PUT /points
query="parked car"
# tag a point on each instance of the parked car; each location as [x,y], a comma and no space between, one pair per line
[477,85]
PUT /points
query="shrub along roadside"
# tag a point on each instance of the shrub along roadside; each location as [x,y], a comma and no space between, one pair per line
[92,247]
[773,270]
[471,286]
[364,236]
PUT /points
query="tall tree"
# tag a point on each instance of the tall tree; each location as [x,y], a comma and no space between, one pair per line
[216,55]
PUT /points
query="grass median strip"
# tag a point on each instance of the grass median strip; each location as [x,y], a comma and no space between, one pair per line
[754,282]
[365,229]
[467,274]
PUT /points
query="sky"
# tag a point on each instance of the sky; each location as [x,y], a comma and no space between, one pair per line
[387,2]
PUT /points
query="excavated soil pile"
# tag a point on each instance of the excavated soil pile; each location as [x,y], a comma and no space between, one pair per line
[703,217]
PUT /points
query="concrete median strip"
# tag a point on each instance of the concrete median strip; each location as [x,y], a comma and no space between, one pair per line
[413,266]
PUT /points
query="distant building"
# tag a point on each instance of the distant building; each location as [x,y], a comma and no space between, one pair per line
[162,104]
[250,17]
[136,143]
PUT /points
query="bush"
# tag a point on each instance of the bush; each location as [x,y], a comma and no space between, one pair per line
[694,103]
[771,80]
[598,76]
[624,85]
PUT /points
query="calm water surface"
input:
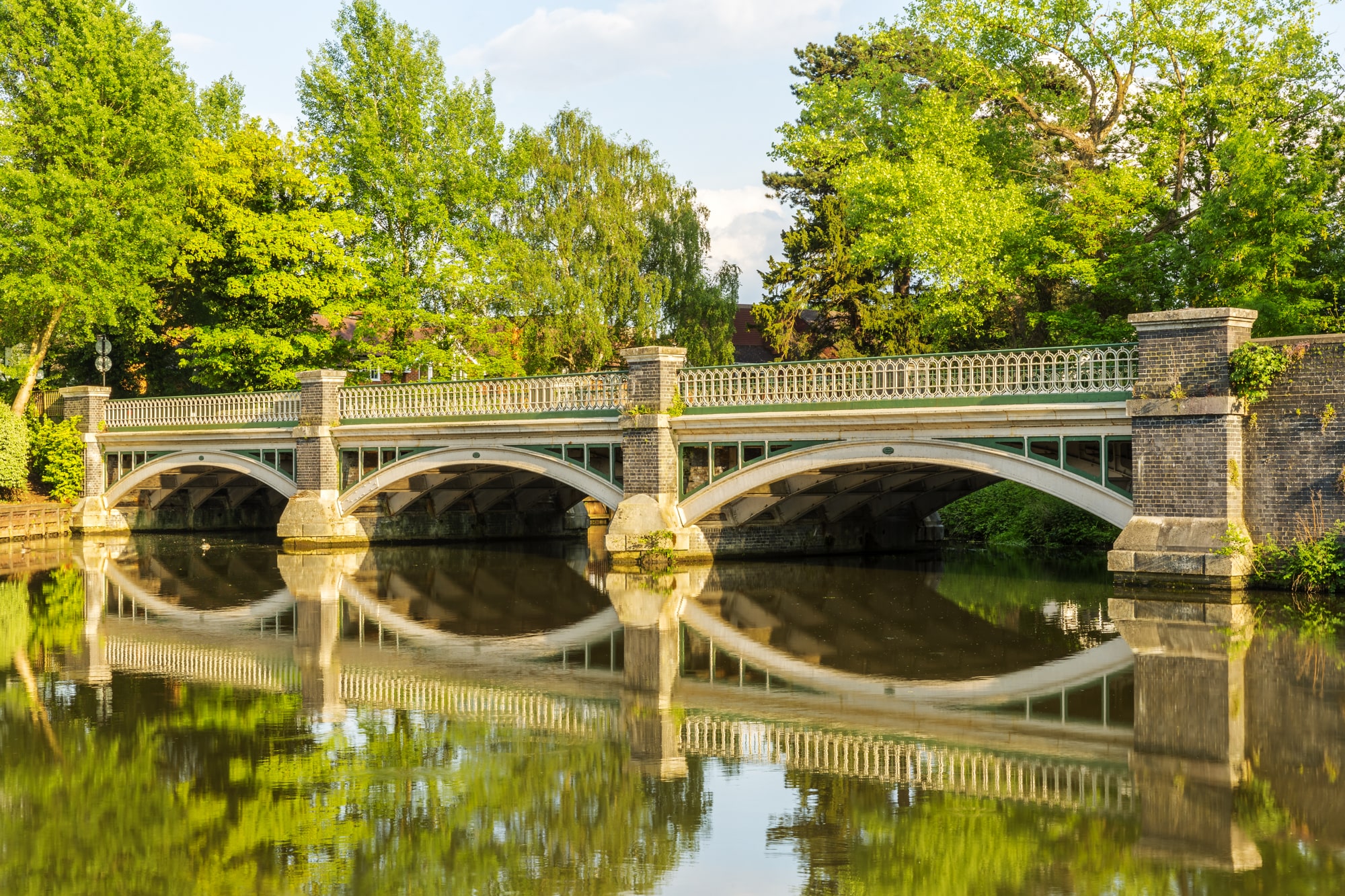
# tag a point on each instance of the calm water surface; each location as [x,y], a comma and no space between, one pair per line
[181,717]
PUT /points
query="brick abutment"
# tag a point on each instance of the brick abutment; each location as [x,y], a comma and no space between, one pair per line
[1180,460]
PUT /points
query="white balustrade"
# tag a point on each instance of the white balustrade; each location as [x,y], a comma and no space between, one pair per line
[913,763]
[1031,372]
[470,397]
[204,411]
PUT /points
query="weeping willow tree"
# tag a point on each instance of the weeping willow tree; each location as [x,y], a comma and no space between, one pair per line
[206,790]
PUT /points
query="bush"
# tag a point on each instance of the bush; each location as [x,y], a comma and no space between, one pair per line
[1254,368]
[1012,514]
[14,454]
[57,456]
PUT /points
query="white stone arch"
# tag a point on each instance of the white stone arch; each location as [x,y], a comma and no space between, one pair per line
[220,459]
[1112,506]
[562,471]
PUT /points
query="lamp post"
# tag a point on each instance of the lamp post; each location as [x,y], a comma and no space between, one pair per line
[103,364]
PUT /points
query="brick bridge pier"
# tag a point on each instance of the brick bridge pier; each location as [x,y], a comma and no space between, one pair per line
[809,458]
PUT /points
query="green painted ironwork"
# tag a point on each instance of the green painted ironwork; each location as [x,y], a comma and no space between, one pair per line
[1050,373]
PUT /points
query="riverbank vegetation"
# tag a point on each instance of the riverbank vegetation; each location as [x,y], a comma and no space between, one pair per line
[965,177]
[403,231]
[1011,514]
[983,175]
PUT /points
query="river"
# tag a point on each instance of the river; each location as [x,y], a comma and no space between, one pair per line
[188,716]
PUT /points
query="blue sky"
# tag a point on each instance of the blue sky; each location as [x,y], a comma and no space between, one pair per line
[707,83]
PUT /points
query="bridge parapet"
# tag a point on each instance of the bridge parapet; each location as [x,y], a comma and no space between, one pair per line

━━━━━━━━━━━━━━━━

Every record above should be transcribed exactly; the pictures stay out of the copy.

§ Output for this exercise
PUT /points
query="parked car"
# tag a point on each instance of the parked car; each location as [x,y], a comma and no space between, one pair per line
[477,85]
PUT /points
query="shrub along roadside"
# tag a point on each instance of the shrub along roadside; each location as [x,y], a comma and no space between, one pair per line
[92,247]
[773,270]
[471,286]
[364,236]
PUT /points
query="tall tree"
# tag a point on each instance of the tall tree; each location as [x,y], a comma and no space between, one pair per line
[216,55]
PUT /points
query="grass median strip"
# tag a point on each instance of the grass median strip; each location as [x,y], a comma and no space between, one pair per line
[754,282]
[365,229]
[467,274]
PUT /points
query="sky"
# tag a point on each instance of the sky; each location as [x,y], a comma and no space between, one pair per line
[387,2]
PUT /points
query="excavated soil pile"
# tag a point on each instance of the excavated soil pile; each location as [x,y], a comma and no space between, one pair per line
[703,217]
PUT /points
query="concrete median strip"
# tag a point on each instance of the concrete median strip; each location as [x,y], a comma and no space between, one pair per line
[413,266]
PUT /points
query="distant building"
# tag a point on each instance of the distant building; each location as [x,y], a comma and no space between, one pair per line
[162,104]
[250,17]
[136,143]
PUT /points
query="bush"
# tag a point on each instance of the bush; each location as [x,y], a comma and no space between, one pair per line
[694,103]
[771,80]
[598,76]
[624,85]
PUT /points
query="calm water surface"
input:
# tag a point on each instance of the calm water surface; each location as [x,y], a comma and no space between, one pair per line
[181,717]
PUT /points
query="brick abutment"
# tag a point on each instance of the brick abutment; each location as [x,y], a comma and no space between, one pair per line
[1180,460]
PUT /points
query="white balustrade"
# tag a point on each instance of the white balustrade; each location as [x,y], a comma and no space between, one pair per line
[913,763]
[1031,372]
[470,397]
[204,411]
PUT /points
query="weeping willow tree"
# tag a point on each instance of the weeping willow tree; each location as [x,y], a comma and no space between, one pair per line
[206,790]
PUT /points
query="bush"
# tag a point on each instance of the bush; each location as [x,y], a comma and no space between, one pair per line
[1254,368]
[1012,514]
[14,454]
[57,456]
PUT /points
query="white stone arch"
# tag a point on each instance of the white stone arch; each location as [x,y], a comma and no space between, one pair per line
[220,459]
[1112,506]
[562,471]
PUT /points
query="lamp post"
# tag a point on each instance of the lamp post; each location as [x,y], a comma and no space between, one pair per line
[103,364]
PUT /points
query="brick bridge pier"
# tag a point on each instance of the brick bridge pier; each location as [x,y], a comma and no space between, one pair per line
[809,458]
PUT /points
query="green painted ironwork"
# tag a point on each instance of the green painted ironwork; each location as [x,y], a comma and no space between, one pair per line
[1050,373]
PUT /points
query="riverbank vegetation"
# tag a point on each instance of the riverbank vegetation; each location as [x,y], a comma and no space between, one pair per line
[965,177]
[403,231]
[1011,514]
[983,175]
PUT /points
query="river"
# tag a point on each instance of the river; each location as [x,y], a comma and no space between, one pair per line
[188,716]
PUT /points
query="blue sky"
# tag a point on each instance of the blue sky; each location as [x,y], a comma and no space between, one pair per line
[707,83]
PUT /points
query="bridge parapet"
# tag a point on each instance of the bridge parapet; each location as [x,y], a comma and no space between, one pair per line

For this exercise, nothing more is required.